__PROBLEM A__
Answer these questions using the laser attack text:
(i) What did Approach ask after being told about the attack?
(ii) Aircraft letting down into which area are being hit with lasers?
(iii) What is the blog's author working toward?
__PROBLEM B__
Repeat the part of the laser attack text starting at "Anyone on an" and ending at "lot less money.".

Both of us flinched away as we were swept again and again, but the first hit was the one that mattered. Fortunately my vision mostly cleared a few moments later and we finished the approach and landing without incident. (My eyes felt like grit for the rest of the evening but this morning I am fine; if still spitting mad.) I had informed Approach of the attack as it happened; the response? “Was it the red one or the green one?”

Was it the red one or the green one! Apparently a collection of pond scum is making a habit of assaulting aircraft cockpits with industrial strength lasers as they let down into the St. Louis area. We could have been anything from an eight passenger corporate jet to a 200 passenger airliner. The cockpit of a fast moving jet down low and on an approach is a busy place. It is not hard to envision such an assault as the first link in a fatal chain of events. Surely the hand behind the laser was hoping for such a result. What kind of slime attacks people they can’t possibly know and who have certainly done the attacker no personal harm?

Anyone on an airplane that assaulted the flight crew in like manor would be treated by the TSA and Dept. of Homeland Security as a terrorist; likely to disappear into the Bush/Obama gulag system and never see the light of day again. I certainly wouldn’t protest. But 5 minutes of “free time” in a room with me and a baseball bat would accomplish roughly the same thing, and cost the taxpayers a lot less money.

(We now return to our regularly scheduled blog of a mild mannered, middle-aged bloke working to move onto a sailboat.)

Monday, April 18, 2011

The Nitty of the Gritty...

__DATA LINES__
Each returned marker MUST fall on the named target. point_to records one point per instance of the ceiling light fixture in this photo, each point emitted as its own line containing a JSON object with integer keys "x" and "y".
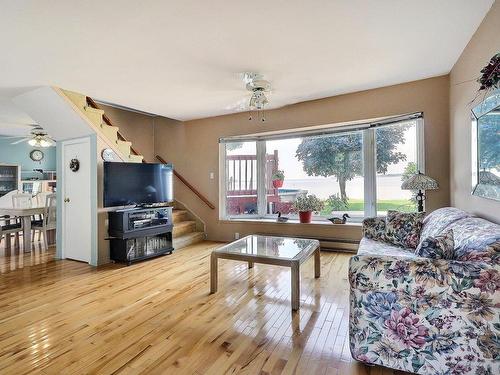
{"x": 258, "y": 100}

__OUTPUT A__
(i) "Was it the red one or the green one?"
(ii) The St. Louis area.
(iii) Moving onto a sailboat.

__OUTPUT B__
Anyone on an airplane that assaulted the flight crew in like manor would be treated by the TSA and Dept. of Homeland Security as a terrorist; likely to disappear into the Bush/Obama gulag system and never see the light of day again. I certainly wouldn’t protest. But 5 minutes of “free time” in a room with me and a baseball bat would accomplish roughly the same thing, and cost the taxpayers a lot less money.